WHAT TO WORK ON: Search the entries below for "white", and copy each line where it appears.

--- EXTRACTED INFORMATION ---

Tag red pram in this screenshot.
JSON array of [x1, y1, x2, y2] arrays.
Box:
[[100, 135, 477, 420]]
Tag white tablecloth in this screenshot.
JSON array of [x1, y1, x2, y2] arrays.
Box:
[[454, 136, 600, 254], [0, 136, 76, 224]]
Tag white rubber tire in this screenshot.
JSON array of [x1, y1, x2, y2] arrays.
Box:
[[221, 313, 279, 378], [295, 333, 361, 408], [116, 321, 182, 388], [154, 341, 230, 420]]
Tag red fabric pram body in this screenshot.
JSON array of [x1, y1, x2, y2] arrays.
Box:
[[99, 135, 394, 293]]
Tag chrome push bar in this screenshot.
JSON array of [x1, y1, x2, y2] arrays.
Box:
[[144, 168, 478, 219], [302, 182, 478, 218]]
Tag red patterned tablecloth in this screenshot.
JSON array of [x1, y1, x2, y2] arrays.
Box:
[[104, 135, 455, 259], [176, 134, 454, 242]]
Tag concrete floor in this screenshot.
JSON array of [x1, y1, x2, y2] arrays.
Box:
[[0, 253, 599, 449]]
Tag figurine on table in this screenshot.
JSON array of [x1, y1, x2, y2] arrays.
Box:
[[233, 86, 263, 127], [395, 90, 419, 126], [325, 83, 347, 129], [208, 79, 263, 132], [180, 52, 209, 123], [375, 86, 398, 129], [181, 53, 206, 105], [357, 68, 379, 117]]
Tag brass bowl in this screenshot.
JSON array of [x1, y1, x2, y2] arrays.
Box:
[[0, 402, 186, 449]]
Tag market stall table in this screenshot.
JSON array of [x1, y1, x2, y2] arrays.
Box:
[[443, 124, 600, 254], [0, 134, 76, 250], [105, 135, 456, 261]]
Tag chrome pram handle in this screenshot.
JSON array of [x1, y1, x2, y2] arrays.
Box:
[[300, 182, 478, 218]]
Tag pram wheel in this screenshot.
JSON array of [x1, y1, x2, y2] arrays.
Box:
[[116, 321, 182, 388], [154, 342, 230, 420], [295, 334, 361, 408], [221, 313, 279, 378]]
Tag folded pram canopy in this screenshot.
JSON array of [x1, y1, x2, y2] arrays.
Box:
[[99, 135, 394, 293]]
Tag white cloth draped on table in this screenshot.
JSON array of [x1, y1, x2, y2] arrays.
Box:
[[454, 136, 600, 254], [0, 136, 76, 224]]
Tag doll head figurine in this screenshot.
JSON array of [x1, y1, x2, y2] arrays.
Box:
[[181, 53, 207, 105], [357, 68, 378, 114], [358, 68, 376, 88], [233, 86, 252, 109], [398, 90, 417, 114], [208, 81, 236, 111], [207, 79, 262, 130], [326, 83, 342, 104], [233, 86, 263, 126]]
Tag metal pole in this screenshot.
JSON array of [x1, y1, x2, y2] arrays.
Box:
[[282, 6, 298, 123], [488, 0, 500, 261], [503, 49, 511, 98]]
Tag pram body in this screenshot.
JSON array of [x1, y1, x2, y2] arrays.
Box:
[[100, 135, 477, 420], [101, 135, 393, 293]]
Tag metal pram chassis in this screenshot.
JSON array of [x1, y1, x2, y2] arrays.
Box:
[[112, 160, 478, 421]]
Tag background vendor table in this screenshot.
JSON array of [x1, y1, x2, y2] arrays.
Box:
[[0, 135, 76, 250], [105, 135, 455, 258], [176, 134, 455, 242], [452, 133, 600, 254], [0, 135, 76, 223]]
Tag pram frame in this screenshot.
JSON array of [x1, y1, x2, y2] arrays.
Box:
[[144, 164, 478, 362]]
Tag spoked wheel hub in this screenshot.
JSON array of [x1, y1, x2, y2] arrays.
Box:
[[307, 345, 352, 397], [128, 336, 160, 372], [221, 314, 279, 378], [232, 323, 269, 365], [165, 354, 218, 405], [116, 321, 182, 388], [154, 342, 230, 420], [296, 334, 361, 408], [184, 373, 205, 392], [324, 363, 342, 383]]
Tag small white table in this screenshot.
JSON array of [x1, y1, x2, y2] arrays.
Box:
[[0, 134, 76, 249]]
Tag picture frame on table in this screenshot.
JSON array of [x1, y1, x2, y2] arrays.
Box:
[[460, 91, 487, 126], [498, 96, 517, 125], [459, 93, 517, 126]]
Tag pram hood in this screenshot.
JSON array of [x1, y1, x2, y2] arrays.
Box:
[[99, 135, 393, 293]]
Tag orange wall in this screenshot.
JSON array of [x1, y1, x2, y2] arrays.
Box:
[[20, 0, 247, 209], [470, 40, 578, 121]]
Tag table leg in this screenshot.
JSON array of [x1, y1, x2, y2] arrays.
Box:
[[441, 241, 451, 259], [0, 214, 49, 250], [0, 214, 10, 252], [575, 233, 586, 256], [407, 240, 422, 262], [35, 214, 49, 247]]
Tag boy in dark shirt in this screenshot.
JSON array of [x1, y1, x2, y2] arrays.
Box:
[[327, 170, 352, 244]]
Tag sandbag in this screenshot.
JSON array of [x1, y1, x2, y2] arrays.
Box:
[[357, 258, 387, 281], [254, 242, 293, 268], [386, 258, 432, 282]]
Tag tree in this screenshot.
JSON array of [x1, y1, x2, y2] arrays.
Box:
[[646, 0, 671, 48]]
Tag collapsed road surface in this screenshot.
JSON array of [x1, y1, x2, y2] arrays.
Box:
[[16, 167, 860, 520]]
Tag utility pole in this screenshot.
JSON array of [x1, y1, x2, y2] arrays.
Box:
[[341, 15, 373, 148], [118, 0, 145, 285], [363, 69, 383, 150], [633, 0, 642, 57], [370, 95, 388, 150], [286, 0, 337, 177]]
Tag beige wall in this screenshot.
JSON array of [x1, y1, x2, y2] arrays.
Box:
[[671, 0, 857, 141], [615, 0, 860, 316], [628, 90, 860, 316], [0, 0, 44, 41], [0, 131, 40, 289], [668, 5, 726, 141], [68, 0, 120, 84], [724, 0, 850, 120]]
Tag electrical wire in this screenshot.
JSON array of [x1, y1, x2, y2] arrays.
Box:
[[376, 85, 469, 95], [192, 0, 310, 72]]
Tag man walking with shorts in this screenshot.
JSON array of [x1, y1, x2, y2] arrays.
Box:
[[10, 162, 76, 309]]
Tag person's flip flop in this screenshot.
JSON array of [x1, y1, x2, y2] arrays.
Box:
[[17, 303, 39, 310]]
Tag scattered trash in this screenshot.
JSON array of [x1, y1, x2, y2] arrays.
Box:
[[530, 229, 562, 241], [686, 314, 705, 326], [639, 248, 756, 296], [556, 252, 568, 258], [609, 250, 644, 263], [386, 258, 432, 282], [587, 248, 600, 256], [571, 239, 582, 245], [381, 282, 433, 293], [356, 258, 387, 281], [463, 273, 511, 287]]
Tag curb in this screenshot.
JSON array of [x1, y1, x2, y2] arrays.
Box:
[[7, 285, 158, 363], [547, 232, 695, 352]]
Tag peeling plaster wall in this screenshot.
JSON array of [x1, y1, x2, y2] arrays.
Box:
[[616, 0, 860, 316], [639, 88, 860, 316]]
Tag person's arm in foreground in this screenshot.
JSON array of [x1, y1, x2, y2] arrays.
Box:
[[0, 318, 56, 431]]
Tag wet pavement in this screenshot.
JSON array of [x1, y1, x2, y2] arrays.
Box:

---

SOLUTION:
Tag white tablecloth in this screenshot.
Tag white rubber tire in this screenshot.
Tag white cloth draped on table in this screenshot.
Tag small white table in this screenshot.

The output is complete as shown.